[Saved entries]
*** Block opens ***

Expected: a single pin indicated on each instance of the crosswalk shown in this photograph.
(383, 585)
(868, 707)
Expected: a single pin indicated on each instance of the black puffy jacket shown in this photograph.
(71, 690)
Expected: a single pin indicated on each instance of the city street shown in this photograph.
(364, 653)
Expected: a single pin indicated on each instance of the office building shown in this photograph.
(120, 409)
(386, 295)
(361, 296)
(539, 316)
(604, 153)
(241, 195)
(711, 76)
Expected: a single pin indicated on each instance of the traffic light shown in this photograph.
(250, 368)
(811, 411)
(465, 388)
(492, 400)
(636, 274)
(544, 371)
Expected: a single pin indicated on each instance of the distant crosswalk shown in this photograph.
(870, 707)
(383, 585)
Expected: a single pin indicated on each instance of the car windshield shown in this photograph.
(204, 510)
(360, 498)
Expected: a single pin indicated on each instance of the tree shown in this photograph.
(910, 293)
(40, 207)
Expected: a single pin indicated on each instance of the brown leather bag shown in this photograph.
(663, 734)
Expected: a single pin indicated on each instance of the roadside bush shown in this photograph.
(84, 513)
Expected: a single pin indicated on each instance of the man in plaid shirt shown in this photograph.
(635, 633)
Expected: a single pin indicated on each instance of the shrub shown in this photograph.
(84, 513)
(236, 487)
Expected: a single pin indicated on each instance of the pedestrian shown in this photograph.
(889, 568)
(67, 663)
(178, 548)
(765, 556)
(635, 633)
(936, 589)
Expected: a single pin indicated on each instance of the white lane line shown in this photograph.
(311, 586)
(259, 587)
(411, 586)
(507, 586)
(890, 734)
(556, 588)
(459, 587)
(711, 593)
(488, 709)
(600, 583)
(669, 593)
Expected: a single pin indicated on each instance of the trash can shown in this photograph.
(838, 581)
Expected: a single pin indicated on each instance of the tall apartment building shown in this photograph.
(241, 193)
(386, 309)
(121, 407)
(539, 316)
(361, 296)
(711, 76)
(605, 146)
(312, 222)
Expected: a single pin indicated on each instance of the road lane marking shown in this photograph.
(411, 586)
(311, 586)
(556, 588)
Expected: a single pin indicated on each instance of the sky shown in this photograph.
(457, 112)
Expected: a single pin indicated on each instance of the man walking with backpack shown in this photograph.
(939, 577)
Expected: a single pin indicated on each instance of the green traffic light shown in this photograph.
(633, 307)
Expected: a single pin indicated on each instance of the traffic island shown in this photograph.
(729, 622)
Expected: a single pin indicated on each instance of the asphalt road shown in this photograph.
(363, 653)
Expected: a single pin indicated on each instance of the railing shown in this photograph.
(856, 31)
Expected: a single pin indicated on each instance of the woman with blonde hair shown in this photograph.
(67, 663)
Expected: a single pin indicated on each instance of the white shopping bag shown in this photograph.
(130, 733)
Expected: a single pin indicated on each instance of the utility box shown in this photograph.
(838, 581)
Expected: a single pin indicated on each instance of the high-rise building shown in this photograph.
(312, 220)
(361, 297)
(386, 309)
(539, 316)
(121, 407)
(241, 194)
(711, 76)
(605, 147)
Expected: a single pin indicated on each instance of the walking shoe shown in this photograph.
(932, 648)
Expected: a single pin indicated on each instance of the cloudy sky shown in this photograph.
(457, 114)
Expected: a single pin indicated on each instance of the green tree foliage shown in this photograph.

*** Block closes ***

- **ACTIVITY**:
Each entry above needs to be output exactly.

- **SOLUTION FOR THIS TASK**:
Expected: a single pin indicated on each instance of the crosswalk shown in this photograph.
(383, 585)
(868, 707)
Expected: a single pin indicated on each instance of the black puffy jacket shown in this photograph.
(71, 690)
Expected: a single pin indicated on each instance of the city street shown in this photograph.
(364, 653)
Expected: a single pin indicated on each instance of the office building shown in this photograph.
(120, 409)
(386, 295)
(361, 296)
(539, 316)
(604, 153)
(241, 195)
(711, 76)
Expected: a single pin indicated on each instance of the traffic light shown in this photograph.
(250, 368)
(811, 411)
(465, 388)
(492, 400)
(636, 274)
(544, 371)
Expected: a single pin indicated on each instance of the distant crosswalk shown in this photograph.
(870, 707)
(383, 585)
Expected: a single pin indicated on each instance of the car windshield shown in this photograph.
(204, 510)
(360, 498)
Expected: a single pin indicated on each instance of the tree shown in this photograph.
(910, 293)
(40, 207)
Expected: a single pin indicated on each instance of the brown leather bag shown in this photograph.
(663, 734)
Expected: a single pin indicated on each instance of the roadside bush shown in this photograph.
(84, 513)
Expected: a single pin indicated on each instance of the man in plaid shirt shown in this photograph.
(635, 633)
Expected: a single pin indicated on each instance of the shrub shown in this photograph.
(84, 513)
(236, 487)
Expected: a single pin indicated on each instance of the pedestrian shown in this photograph.
(889, 568)
(67, 663)
(178, 548)
(765, 556)
(635, 633)
(936, 589)
Expected: a single pin indicated on each instance of the white lane line shown in this photograph.
(311, 586)
(259, 587)
(411, 586)
(507, 586)
(890, 734)
(556, 588)
(459, 587)
(711, 593)
(488, 709)
(600, 583)
(669, 593)
Expected: a single pin indicated on each instance of the trash can shown in this photograph.
(838, 581)
Expected: a single pin indicated on each instance of the tall apartment building shown in this photograph.
(241, 193)
(386, 309)
(121, 407)
(539, 316)
(361, 296)
(711, 76)
(605, 146)
(312, 222)
Expected: a single pin indicated on each instance of the road lane marking shown in this photograph.
(411, 586)
(311, 586)
(556, 588)
Expected: a single pin indicated on each instance of the sky shown in this photograph.
(457, 112)
Expected: a single pin indicated on each instance of the man walking with backpack shown in this photograph.
(939, 577)
Expected: a single pin indicated on each instance of the green traffic light shown in this photograph.
(633, 307)
Expected: a single pin indicated on each instance of the traffic island shown in this photograph.
(729, 622)
Expected: a single pin indicated on each instance of the asphalt road shown in this photograph.
(363, 653)
Expected: a single pin indicated on each instance of the railing shown in this photograph.
(856, 31)
Expected: a single pin indicated on each instance of the woman with blonde hair shown in this photograph.
(67, 663)
Expected: a single pin indicated on each instance of the white shopping bag shown in this photograph.
(130, 733)
Expected: a single pin indicated on each instance of the utility box shown in this photograph.
(838, 581)
Expected: a single pin indicated on each instance of the high-rise building shown in this photograph.
(312, 220)
(361, 297)
(386, 309)
(539, 316)
(121, 407)
(241, 194)
(711, 76)
(605, 147)
Expected: a single pin indicated on each instance of the walking shoe shown in this photograph.
(932, 648)
Expected: a single pin indicated on each instance of the cloudy sky shown in this photograph.
(457, 114)
Expected: a single pin indicated on each instance of the green tree foliage shown in this photograph.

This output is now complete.